[Region pointing data]

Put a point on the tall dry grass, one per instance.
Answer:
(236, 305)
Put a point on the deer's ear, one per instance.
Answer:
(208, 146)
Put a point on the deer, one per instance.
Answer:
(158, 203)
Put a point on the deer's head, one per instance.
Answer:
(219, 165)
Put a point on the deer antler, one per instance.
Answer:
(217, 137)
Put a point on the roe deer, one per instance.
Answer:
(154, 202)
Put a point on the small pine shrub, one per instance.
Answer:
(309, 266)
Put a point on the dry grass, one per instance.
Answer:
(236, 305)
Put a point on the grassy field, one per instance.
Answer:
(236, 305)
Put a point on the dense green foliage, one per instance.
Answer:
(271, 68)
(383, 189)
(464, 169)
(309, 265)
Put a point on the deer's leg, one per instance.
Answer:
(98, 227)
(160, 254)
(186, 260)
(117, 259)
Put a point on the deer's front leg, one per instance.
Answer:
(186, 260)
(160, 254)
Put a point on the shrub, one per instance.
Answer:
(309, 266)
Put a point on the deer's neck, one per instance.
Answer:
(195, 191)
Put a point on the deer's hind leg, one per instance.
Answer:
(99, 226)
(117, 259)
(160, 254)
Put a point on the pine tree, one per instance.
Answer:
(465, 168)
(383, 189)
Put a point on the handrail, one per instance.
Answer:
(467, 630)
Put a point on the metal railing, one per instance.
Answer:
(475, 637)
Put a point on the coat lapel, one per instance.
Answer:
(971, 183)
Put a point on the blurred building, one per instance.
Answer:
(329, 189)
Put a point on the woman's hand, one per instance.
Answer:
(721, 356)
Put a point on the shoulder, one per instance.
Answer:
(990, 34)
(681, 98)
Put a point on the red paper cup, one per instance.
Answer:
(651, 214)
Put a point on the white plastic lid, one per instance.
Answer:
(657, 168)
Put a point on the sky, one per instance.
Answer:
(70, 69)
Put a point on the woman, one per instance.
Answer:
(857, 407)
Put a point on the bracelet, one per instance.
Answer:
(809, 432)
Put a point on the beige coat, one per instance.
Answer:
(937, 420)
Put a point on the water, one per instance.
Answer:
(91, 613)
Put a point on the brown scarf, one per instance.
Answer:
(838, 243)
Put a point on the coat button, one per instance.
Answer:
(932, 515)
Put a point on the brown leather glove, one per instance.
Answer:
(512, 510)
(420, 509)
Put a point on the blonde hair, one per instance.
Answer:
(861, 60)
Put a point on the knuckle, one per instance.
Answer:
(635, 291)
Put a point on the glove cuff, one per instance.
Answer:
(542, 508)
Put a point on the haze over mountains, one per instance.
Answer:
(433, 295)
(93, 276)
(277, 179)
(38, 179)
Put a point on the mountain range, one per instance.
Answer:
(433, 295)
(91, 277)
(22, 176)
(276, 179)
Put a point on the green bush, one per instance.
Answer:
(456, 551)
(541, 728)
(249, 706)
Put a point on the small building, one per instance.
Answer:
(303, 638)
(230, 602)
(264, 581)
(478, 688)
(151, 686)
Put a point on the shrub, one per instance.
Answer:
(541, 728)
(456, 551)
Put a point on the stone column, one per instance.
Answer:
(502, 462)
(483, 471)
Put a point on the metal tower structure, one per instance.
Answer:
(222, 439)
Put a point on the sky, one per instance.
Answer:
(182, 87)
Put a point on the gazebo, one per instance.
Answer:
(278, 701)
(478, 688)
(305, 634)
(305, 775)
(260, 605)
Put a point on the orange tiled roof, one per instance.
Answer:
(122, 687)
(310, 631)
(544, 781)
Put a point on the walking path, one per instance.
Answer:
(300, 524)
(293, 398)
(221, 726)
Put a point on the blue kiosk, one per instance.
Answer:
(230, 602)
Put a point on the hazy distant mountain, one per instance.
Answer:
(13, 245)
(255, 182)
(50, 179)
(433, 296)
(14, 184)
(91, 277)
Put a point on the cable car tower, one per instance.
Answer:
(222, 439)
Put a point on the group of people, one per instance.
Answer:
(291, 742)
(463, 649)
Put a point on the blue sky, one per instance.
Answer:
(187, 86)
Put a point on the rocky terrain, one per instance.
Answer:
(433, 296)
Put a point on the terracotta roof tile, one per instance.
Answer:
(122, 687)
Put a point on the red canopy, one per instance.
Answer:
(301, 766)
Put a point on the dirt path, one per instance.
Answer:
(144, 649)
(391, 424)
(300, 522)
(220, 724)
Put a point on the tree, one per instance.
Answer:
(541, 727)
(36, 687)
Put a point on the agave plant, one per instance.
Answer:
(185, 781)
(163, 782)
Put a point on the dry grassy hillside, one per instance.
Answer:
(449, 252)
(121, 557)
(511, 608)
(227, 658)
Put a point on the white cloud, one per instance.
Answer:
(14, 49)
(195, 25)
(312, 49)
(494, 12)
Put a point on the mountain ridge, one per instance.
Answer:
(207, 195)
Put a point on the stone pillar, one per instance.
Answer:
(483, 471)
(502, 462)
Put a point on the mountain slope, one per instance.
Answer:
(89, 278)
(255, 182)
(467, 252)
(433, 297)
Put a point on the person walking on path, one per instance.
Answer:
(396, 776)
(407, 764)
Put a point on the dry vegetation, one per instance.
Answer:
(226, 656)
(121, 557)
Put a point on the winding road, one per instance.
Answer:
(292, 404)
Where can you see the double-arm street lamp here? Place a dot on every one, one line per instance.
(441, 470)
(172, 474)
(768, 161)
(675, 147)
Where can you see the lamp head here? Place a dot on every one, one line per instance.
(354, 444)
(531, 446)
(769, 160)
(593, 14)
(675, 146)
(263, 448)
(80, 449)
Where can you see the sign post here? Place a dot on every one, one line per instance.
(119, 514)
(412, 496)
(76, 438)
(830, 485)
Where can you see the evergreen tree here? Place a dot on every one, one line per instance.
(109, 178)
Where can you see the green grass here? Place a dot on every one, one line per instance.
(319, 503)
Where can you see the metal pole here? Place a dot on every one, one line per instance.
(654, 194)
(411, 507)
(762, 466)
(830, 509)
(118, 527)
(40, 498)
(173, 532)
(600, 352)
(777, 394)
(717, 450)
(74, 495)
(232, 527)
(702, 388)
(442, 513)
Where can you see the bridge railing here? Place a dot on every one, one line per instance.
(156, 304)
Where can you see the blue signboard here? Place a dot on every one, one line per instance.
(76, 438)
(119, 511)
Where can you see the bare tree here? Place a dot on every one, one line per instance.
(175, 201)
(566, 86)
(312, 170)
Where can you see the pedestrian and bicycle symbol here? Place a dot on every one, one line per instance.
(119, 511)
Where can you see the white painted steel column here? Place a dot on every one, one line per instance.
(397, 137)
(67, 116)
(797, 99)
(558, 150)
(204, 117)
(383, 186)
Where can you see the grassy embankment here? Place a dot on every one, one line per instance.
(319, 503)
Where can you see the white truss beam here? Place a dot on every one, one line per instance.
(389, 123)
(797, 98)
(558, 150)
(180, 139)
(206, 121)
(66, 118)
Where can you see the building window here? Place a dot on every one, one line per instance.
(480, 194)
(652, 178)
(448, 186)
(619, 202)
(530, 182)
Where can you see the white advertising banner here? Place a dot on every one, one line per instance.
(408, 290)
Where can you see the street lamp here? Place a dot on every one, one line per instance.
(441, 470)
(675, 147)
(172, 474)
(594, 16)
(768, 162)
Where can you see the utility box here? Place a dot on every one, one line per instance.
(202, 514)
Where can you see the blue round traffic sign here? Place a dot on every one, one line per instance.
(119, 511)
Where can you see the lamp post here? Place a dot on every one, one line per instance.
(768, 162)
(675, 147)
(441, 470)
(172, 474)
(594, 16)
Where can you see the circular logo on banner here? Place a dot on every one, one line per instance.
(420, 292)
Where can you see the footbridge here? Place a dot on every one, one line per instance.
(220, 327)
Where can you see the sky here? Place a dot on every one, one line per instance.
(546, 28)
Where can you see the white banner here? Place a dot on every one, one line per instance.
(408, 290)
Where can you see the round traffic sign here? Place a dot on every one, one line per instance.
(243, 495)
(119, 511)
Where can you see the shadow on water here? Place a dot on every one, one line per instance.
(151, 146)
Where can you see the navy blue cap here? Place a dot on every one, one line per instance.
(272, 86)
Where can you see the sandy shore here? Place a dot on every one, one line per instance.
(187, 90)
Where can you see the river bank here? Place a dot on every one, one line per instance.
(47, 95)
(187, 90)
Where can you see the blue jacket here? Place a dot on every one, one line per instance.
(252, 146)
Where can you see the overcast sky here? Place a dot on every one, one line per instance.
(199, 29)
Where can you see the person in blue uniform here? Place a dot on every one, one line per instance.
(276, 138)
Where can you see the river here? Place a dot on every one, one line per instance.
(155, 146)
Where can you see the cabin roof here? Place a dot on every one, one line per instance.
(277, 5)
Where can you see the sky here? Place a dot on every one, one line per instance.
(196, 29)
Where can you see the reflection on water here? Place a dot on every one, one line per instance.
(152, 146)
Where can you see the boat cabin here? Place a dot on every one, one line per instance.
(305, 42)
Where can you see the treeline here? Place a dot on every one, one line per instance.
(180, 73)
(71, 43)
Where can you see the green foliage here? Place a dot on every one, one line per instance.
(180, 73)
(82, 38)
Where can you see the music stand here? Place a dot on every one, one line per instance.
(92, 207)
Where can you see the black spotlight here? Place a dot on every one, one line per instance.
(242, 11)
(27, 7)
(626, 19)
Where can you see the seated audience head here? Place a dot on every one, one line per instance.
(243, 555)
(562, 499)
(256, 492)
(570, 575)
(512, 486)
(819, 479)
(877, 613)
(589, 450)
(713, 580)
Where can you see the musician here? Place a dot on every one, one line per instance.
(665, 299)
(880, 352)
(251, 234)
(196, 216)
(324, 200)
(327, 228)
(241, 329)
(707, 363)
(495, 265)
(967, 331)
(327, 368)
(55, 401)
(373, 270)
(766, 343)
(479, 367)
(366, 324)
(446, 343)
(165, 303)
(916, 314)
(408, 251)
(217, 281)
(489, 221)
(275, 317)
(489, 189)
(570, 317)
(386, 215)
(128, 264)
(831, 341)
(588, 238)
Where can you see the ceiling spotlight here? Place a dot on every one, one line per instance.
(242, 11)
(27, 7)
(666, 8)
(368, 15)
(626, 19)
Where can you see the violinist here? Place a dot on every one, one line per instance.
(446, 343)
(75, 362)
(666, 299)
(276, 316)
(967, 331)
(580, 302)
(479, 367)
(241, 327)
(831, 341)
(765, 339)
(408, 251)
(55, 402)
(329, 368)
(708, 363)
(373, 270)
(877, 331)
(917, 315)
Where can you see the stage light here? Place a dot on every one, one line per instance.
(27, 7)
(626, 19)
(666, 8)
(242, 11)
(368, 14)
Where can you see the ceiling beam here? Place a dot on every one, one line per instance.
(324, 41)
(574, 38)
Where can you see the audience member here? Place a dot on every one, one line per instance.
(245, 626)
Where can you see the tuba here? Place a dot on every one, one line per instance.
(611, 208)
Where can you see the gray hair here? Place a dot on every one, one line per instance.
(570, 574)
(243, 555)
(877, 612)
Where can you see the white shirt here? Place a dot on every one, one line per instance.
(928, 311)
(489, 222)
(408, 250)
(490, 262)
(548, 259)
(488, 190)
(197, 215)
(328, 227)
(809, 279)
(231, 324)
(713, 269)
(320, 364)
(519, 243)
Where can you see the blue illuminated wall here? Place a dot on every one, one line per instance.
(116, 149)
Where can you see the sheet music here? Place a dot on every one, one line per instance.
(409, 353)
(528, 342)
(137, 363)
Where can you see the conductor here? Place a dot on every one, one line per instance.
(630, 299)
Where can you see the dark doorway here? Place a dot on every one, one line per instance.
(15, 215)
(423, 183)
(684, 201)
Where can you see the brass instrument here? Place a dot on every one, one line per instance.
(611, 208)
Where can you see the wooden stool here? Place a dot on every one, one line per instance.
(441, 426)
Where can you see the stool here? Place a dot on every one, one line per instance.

__Problem to solve__
Count the lines in the entries that hold the word "brown", and give nothing but the total.

__Reply to the exercise__
2